* PASSAGE PROVIDED
----

Properly speaking, I cannot rank Shyamalan's work directing the pilot of Fox's Wayward Pines and five episodes of AppleTV+'s Servant against his films, but Servant, especially, is quite fun and worth watching. And Wayward Pines, which debuted in summer 2015, marked step one in Shyamalan's comeback, with The Visit following later that year. It being a hit did a lot to boost his reputation. Are either of these shows essential? Nah. But Servant goes to some places you might enjoy if you're a horror fan – and especially if you want to see a truly bold performance from Nell Tiger Free of The First Omen fame. (Also, if you love a good reveal, the pilot has a doozy.)

Not seen: Praying with Anger (1992) and Wide Awake (1998)

Shut up. You haven't seen these either!

14) The Last Airbender (2010)

As I have previously established at this very newsletter, this movie is pretty rotten. You can see why Shyamalan was drawn to the Nickelodeon show. For one thing, it's pretty great. For another, it surely appealed to his deep love of worlds that have tons of lore baked into them. But as this film attempts to adapt the entire 20-episode first season of the show into a two-hour film, it ends up feeling at once breathless and inert, running so fast to get through every plot point that it ends up feeling like it's standing still. One of the most enervating movies I've ever seen.

13) After Earth (2013)

Arriving just after Will Smith's imperial phase had wrapped up – but when Hollywood still believed in him enough to just center major blockbusters on his kids – After Earth is the most anonymously directed film in Shyamalan's entire filmography. Its core conceit of a kid having to make his way across an Earth where the animals we know have evolved into vicious beasts is pretty solid (and reminded me of the excellent Dougal Dixon book After Man), and the movie has some fairly enjoyable set pieces. Yet its core conceit – it's important to understand danger but not feel fear – sucks almost all of the tension out of the movie, and that's before you get to the fact that all of this has led many critics to accuse the film of being Scientology propaganda. (Shyamalan, who was raised Hindu but attended Catholic school, would never, which is how you know this was work for hire.)

12/12) (tie) Split (2016)/Glass (2019)

Few moments in recent popcorn movies have had quite the pop of that final moment in Split when you realize that shit, this is happening in the Unbreakable universe. James McAvoy's performance in both of these films is wildly overcommitted (in a fun way), and Shyamalan is perhaps the only person to ever utilize Anya Taylor-Joy as simply "the final girl" and get away with it. (I guess she's also a final girl in The Witch, but that feels like stretching the definition of the trope to its breaking point.) It's also great to see Bruce Willis and Samuel L. Jackson again in the sequel, and both are reasonably dialed in. It's really nice to have this last Willis movie star performance before his decline in health.

But I just... don't like these movies. I want to! So many of the elements should work, but I cannot get past the way they deal with mental health and dissociative identity disorder. I'm sure there's a bit of hypocrisy here, since I deeply enjoy The Visit, which is a nasty movie about how as people get older, they become psychopaths, but I can just never get past the fact that McAvoy is playing essentially a movie monster layered on top of a real psychological condition.

----

* Dataset rows showing where objects appear
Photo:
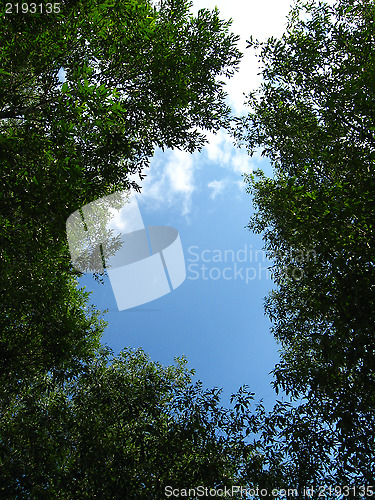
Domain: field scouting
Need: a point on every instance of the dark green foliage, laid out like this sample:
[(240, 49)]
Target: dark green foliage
[(136, 77), (314, 118)]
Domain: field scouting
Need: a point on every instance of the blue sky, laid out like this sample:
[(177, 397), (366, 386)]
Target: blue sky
[(216, 317)]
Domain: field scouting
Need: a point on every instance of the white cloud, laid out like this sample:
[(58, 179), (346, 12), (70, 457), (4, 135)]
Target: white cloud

----

* REQUIRED TASK A
Do these statements agree with the ranking of Shyamalan's work? Answer yes or no for each, quoting the words that decide it. (i) Wayward Pines debuted in summer 2015. (ii) The writer considers Wayward Pines and Servant essential viewing. (iii) Shyamalan was raised Catholic.
* REQUIRED TASK B
Can you extend the ranking of Shyamalan's films, picking up after its final sentence?

* EXPECTED OUTPUT A
(i) Yes: "which debuted in summer 2015"
(ii) No: "Are either of these shows essential? Nah."
(iii) No: "who was raised Hindu but attended Catholic school"

* EXPECTED OUTPUT B
Horror, as a genre, deals with our anxieties around lots of frailties in our bodies and minds, so I do try to cut it some slack in how it deals with, say, the idea that everybody with some sort of mental illness might just turn into slasher, but I can't quite get past it here. That's a me thing, though! If you love these movies, I get it! Shyamalan in true sicko mode throughout!

10) The Happening (2008)

Now we're cooking with gas! (The gas is released by plants to make us take our own lives.) (Thanks, plants!)

The Happening has gained a reputation as a terrific "so bad it's good" watch, which is not unfair. There is some truly ridiculous stuff in this film, especially if you like watching people run from a gentle breeze. Mark Wahlberg and Zooey Deschanel strike me as pretty miscast here, though I don't know that any actor other than Wahlberg could have turned talking to a plastic tree into such a comedic tour de force.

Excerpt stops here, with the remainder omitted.